Instructions to follow: Rewrite everything from the line containing "segment the <item>person's blonde hair</item>" down to the line containing "M 124 122 L", changing "black boot" to "leather boot" and keeping all else unchanged. Omit the pictures from your output.

[Segmentation annotation items]
- - -
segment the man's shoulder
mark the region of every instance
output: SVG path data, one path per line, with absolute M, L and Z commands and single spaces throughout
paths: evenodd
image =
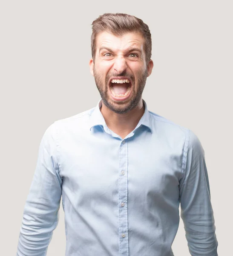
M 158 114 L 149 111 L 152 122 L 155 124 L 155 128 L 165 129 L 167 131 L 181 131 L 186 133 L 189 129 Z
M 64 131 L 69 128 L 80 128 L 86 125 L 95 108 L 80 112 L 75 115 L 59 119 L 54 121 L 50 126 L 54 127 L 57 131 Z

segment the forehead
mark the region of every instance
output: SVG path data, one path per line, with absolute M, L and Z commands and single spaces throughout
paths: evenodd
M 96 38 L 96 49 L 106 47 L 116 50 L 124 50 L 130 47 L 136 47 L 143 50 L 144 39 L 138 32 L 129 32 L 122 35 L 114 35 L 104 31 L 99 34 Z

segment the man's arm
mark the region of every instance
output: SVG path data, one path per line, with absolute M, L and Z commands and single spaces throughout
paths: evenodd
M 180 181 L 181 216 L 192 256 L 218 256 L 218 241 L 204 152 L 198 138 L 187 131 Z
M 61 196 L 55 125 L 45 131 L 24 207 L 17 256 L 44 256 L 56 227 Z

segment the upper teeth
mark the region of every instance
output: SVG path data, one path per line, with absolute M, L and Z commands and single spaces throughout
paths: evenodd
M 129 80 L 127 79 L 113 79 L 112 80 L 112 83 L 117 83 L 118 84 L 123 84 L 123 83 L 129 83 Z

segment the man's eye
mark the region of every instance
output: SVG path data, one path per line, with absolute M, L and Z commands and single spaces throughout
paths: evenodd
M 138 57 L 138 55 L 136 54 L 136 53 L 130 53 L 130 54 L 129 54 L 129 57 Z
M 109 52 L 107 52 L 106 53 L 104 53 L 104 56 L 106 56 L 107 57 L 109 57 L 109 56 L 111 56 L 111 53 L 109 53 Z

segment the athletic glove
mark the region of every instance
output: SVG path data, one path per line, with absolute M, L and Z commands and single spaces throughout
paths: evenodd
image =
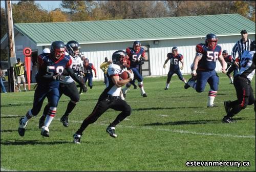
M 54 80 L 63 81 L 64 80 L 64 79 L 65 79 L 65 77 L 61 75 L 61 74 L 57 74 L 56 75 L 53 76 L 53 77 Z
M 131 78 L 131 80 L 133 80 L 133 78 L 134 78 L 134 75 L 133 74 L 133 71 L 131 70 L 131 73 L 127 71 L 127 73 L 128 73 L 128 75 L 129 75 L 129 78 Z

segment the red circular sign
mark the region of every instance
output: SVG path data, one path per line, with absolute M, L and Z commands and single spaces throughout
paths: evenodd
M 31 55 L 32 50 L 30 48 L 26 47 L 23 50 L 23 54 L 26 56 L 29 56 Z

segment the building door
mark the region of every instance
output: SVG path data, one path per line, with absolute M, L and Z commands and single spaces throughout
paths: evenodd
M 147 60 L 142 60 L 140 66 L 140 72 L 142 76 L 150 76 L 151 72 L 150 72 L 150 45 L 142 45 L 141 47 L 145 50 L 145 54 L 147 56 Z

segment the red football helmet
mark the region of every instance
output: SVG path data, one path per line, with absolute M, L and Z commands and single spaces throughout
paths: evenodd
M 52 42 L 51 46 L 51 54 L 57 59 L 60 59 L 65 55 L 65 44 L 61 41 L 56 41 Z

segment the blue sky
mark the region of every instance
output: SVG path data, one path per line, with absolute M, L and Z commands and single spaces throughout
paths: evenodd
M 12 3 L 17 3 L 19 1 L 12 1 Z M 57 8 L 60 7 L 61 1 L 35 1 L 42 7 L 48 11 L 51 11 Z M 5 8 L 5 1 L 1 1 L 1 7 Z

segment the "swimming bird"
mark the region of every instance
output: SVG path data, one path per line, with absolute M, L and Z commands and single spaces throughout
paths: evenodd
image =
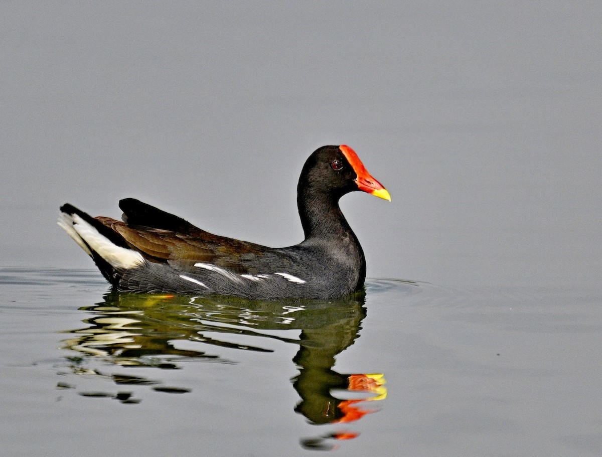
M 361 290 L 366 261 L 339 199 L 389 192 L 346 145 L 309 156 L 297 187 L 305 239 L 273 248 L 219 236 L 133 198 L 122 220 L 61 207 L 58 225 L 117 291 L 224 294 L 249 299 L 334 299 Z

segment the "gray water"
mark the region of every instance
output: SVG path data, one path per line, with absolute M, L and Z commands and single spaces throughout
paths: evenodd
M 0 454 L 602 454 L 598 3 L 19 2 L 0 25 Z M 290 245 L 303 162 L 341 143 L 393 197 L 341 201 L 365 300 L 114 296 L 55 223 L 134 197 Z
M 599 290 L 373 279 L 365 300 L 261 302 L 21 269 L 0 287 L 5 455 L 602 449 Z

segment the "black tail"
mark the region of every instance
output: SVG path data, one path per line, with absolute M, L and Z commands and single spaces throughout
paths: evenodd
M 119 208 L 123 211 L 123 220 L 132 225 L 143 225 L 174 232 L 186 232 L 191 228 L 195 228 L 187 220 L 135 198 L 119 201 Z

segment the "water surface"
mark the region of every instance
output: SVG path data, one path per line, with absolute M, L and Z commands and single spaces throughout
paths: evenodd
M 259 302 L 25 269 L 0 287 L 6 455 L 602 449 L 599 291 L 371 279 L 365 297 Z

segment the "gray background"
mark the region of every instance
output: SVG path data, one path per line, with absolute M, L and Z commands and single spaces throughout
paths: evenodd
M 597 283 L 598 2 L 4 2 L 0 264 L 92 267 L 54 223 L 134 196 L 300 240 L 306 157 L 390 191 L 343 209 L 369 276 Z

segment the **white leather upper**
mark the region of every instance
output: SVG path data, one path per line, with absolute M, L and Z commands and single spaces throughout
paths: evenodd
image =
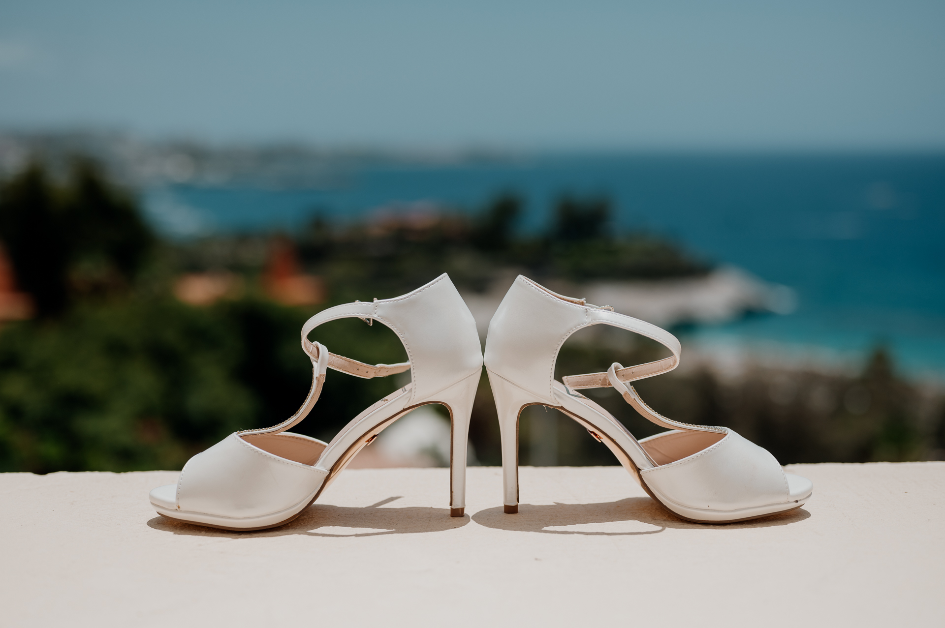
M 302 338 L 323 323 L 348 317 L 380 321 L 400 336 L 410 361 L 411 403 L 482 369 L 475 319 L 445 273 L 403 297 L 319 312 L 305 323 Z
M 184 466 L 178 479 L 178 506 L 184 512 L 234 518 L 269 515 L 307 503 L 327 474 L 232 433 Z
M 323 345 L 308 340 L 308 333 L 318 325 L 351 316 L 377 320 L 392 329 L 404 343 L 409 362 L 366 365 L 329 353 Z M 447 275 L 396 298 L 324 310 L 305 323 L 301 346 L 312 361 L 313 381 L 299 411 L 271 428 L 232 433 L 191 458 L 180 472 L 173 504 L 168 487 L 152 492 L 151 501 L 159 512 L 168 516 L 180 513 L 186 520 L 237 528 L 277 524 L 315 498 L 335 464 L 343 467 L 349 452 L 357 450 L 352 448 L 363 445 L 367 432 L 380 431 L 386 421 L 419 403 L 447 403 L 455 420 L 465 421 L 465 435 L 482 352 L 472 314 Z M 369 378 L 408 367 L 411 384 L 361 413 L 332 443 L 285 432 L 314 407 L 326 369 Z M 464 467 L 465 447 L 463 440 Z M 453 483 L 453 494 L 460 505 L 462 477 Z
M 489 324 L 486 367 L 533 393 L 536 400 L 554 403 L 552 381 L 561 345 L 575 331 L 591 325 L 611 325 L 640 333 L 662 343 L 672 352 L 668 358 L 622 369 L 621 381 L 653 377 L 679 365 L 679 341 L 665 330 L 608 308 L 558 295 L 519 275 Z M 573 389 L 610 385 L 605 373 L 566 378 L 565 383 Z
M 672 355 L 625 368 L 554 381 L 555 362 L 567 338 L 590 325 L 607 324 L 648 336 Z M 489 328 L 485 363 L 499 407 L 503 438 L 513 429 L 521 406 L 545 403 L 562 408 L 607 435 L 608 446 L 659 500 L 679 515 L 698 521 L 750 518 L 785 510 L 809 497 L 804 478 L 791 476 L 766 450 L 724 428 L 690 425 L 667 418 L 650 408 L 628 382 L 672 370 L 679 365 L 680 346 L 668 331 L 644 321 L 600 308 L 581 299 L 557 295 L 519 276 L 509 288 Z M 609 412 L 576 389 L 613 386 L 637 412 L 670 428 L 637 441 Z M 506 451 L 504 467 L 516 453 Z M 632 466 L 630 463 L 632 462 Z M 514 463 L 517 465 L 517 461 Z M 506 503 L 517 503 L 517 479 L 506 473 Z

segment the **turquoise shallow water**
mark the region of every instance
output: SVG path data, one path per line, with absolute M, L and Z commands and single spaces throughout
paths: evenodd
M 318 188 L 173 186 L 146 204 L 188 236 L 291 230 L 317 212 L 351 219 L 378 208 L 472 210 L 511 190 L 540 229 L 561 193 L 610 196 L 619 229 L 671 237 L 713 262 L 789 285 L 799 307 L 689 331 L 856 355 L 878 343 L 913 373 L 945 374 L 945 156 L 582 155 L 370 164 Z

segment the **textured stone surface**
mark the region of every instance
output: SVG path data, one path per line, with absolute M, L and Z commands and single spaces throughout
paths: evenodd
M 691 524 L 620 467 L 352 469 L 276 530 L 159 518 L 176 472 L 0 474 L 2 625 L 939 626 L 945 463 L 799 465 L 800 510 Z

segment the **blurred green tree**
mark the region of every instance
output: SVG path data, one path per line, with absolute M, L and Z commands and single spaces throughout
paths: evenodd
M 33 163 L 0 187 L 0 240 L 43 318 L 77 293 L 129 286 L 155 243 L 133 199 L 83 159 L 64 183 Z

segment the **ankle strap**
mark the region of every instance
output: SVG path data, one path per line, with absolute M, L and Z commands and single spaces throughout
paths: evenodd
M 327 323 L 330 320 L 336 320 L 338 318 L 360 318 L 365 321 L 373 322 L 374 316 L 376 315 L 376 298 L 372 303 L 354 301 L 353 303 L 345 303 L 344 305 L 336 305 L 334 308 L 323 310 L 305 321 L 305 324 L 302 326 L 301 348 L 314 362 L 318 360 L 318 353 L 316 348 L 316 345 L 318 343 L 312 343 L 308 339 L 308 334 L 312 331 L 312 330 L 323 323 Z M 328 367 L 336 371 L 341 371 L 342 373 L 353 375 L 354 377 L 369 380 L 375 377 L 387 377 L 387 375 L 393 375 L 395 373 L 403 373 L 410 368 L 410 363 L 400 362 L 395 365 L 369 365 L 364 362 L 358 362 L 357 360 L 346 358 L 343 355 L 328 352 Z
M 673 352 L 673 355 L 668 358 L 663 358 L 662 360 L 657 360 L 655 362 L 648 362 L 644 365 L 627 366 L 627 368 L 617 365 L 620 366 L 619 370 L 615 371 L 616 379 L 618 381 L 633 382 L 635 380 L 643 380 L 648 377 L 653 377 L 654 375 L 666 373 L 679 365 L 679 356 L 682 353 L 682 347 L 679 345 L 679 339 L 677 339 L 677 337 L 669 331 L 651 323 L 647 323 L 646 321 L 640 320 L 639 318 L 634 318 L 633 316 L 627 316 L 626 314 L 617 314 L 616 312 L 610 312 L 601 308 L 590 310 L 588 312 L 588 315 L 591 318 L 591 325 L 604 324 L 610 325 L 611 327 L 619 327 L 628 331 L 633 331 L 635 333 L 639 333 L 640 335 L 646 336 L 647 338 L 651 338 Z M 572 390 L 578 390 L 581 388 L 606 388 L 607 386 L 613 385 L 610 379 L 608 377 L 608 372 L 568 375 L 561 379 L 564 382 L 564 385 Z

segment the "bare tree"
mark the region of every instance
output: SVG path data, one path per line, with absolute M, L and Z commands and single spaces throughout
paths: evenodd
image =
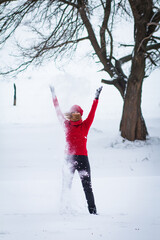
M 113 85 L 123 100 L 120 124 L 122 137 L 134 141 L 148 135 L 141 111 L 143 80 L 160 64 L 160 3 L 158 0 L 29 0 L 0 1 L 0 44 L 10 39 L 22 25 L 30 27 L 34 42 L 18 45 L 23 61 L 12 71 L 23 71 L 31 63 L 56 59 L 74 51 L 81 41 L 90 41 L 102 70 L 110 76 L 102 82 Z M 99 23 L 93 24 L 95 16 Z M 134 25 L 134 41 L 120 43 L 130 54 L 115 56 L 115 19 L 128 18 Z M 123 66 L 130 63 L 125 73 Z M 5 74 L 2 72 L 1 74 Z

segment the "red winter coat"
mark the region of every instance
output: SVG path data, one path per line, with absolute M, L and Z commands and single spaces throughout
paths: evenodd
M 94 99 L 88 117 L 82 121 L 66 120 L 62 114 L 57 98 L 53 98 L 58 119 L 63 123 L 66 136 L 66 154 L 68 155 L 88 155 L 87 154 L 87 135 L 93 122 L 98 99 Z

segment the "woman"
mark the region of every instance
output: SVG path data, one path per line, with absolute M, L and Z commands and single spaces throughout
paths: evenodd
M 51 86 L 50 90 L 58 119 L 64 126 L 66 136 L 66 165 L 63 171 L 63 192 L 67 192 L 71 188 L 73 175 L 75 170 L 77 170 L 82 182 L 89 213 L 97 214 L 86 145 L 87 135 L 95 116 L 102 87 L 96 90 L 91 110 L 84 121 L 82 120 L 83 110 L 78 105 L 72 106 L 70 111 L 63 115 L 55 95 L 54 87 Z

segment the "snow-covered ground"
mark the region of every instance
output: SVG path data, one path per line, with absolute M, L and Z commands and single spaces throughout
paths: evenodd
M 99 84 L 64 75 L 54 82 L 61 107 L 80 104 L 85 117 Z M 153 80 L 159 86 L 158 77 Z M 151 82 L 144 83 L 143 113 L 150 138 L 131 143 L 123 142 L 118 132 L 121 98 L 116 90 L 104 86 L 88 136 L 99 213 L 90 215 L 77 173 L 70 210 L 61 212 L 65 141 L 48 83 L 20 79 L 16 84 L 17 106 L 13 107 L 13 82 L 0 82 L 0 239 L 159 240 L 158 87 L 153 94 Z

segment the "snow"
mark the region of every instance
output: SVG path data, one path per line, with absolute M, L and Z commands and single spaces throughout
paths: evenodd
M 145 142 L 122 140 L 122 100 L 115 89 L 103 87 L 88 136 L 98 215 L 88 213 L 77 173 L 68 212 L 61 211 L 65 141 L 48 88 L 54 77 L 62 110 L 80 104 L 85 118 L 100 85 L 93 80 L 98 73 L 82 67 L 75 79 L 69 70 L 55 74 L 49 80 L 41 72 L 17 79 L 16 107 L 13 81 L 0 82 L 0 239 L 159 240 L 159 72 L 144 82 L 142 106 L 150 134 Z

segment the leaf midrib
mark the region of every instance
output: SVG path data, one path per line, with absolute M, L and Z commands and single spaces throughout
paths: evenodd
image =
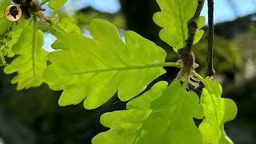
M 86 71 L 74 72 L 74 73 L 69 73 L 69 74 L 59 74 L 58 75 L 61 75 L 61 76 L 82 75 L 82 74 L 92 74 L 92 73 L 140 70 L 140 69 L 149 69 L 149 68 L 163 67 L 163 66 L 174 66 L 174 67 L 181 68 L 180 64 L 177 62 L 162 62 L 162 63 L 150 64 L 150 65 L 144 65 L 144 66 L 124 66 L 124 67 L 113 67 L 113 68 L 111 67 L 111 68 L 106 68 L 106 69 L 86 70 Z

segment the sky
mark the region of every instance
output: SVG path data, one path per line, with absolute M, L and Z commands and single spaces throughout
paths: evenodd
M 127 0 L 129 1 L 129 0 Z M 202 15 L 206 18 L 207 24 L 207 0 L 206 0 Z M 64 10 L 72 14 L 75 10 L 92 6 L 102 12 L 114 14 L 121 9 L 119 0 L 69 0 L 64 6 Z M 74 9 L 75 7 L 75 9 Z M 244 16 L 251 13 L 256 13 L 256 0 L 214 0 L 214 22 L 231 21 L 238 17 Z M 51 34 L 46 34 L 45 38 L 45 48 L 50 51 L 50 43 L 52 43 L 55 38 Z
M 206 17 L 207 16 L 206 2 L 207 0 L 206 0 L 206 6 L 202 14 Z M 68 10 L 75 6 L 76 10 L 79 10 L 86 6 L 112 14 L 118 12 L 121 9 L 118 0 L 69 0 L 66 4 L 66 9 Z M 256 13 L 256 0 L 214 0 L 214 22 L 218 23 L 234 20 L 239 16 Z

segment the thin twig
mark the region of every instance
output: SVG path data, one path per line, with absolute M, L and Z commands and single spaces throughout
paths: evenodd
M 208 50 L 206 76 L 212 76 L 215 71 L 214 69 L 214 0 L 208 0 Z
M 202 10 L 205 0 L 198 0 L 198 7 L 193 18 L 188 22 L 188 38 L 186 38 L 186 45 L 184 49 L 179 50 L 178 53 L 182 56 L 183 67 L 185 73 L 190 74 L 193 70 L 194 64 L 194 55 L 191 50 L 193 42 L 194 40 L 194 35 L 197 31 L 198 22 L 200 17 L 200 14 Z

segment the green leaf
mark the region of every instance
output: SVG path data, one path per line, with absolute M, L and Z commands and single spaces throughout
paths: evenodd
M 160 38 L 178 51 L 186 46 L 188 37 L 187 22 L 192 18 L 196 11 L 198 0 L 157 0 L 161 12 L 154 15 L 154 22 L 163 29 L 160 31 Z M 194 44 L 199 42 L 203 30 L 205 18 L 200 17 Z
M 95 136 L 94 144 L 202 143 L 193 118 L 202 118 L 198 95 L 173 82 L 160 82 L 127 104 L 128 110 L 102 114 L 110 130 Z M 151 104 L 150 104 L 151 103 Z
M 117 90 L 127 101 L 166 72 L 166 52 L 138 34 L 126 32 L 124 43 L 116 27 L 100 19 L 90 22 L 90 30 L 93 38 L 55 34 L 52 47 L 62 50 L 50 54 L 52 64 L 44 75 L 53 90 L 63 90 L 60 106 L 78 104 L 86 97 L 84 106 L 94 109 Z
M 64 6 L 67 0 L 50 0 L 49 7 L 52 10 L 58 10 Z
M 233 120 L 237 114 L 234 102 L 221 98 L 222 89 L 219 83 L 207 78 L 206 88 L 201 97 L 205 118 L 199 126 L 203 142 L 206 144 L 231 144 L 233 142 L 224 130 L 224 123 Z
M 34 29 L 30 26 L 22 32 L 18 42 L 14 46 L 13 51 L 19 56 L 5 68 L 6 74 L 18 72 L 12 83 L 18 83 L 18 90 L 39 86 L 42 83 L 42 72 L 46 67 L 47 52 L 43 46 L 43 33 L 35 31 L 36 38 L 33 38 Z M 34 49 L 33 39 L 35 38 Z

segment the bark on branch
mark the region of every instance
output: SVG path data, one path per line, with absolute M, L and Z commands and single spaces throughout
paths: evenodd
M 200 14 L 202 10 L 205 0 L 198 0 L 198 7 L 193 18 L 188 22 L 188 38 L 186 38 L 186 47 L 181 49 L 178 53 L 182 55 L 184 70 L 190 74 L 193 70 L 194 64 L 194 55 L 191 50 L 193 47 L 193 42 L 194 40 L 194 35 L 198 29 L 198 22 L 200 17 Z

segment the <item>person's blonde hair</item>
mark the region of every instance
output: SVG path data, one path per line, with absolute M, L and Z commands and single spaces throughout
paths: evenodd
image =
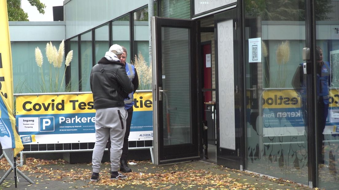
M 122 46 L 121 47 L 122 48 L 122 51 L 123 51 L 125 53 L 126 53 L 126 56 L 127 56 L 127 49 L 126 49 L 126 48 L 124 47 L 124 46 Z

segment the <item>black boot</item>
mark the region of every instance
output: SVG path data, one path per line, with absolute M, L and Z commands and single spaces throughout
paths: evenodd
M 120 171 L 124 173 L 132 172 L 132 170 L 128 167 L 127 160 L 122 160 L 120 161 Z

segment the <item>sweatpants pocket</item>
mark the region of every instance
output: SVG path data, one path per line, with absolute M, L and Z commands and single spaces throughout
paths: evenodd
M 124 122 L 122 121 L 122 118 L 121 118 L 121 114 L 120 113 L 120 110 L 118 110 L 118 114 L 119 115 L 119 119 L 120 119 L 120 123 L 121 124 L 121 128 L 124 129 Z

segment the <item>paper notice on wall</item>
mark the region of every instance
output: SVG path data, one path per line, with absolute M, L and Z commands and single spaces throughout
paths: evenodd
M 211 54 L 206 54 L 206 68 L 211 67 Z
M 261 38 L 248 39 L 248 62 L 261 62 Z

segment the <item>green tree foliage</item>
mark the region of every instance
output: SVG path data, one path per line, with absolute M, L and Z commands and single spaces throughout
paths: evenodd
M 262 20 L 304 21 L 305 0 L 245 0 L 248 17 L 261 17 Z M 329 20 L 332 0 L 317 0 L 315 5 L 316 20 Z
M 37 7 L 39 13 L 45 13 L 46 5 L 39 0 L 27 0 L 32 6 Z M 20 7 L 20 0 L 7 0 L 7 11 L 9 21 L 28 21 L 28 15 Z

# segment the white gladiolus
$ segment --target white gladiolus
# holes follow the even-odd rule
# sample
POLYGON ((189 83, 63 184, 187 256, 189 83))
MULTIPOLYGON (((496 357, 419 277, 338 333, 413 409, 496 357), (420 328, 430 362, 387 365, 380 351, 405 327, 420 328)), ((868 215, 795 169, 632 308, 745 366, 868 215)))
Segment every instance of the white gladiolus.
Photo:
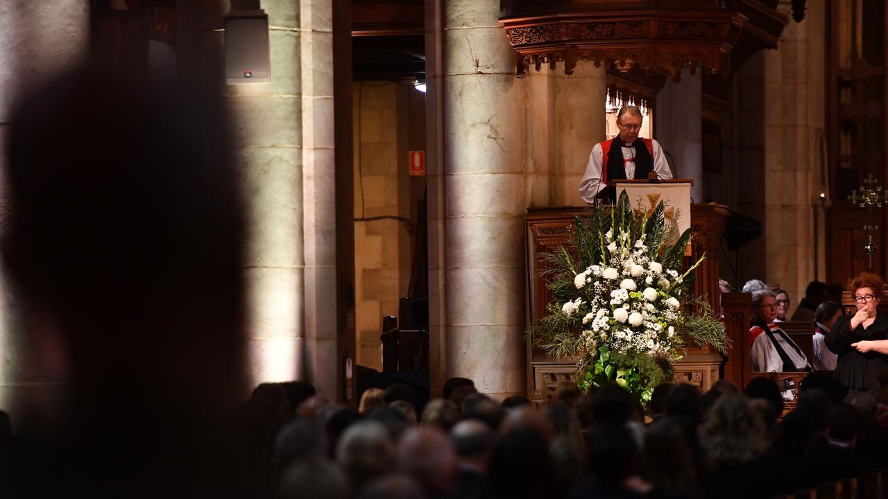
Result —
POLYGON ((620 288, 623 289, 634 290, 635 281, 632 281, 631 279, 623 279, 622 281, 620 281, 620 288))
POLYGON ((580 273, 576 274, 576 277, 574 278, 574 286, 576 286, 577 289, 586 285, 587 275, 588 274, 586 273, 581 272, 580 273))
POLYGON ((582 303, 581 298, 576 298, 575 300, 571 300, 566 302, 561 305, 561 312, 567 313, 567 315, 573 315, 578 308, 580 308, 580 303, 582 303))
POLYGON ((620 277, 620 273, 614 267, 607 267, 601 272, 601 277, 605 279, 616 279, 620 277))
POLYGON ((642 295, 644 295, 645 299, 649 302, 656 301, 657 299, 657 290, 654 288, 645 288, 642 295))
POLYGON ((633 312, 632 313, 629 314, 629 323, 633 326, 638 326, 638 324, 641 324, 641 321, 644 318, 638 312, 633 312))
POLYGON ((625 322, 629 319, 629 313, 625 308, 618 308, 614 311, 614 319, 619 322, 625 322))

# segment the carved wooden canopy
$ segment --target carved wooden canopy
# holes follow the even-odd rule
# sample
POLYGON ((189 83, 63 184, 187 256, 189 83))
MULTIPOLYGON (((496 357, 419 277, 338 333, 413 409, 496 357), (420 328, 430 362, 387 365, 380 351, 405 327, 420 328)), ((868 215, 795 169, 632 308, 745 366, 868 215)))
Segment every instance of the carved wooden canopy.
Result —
- - -
Complete answer:
segment the <item>person's blonde hair</item>
mark the region of every instance
output: SVG path data, one path per line, with absolute M, L and Z commands and single spaces throughout
paths: evenodd
image =
M 122 46 L 121 47 L 122 48 L 122 51 L 123 51 L 125 53 L 126 53 L 126 56 L 127 56 L 127 49 L 126 49 L 126 48 L 124 47 L 124 46 Z

segment the <item>leather boot</item>
mark the region of every instance
output: SVG path data, one path per line, with absolute M, L and Z commands and single spaces throughout
paths: evenodd
M 120 171 L 124 173 L 132 172 L 132 170 L 128 167 L 127 160 L 122 160 L 120 161 Z

segment the <item>sweatpants pocket</item>
mark the region of every instance
output: SVG path data, one path per line, with absolute M, L and Z commands and single spaces throughout
paths: evenodd
M 124 122 L 122 121 L 122 118 L 121 118 L 121 114 L 120 113 L 120 110 L 118 110 L 118 114 L 119 115 L 119 119 L 120 119 L 120 123 L 121 124 L 121 128 L 124 129 Z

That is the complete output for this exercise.